INFORMATION SUPPLIED:

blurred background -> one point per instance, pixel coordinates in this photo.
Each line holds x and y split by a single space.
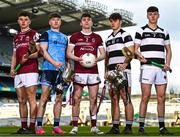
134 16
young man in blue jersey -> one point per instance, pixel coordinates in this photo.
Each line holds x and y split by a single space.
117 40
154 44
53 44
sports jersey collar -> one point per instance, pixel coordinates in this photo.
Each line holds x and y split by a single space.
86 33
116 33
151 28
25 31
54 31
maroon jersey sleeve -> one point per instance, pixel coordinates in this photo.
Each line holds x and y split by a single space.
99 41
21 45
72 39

==

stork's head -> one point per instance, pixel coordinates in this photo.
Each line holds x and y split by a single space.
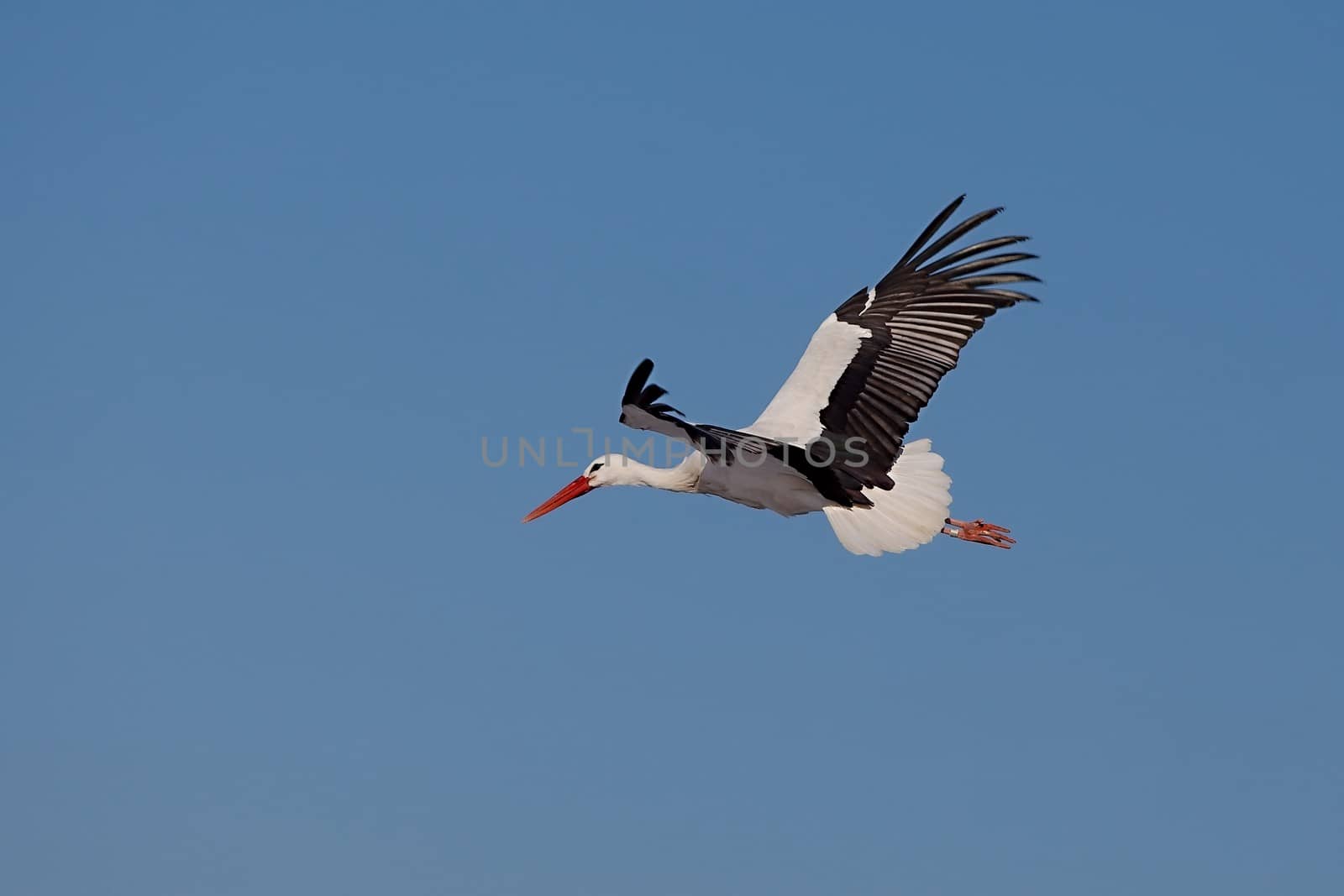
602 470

GOAL OF THE EXERCISE: If a line in the records above contains the word "pixel", count it, then give the total and nothing else.

RESPONSE: 5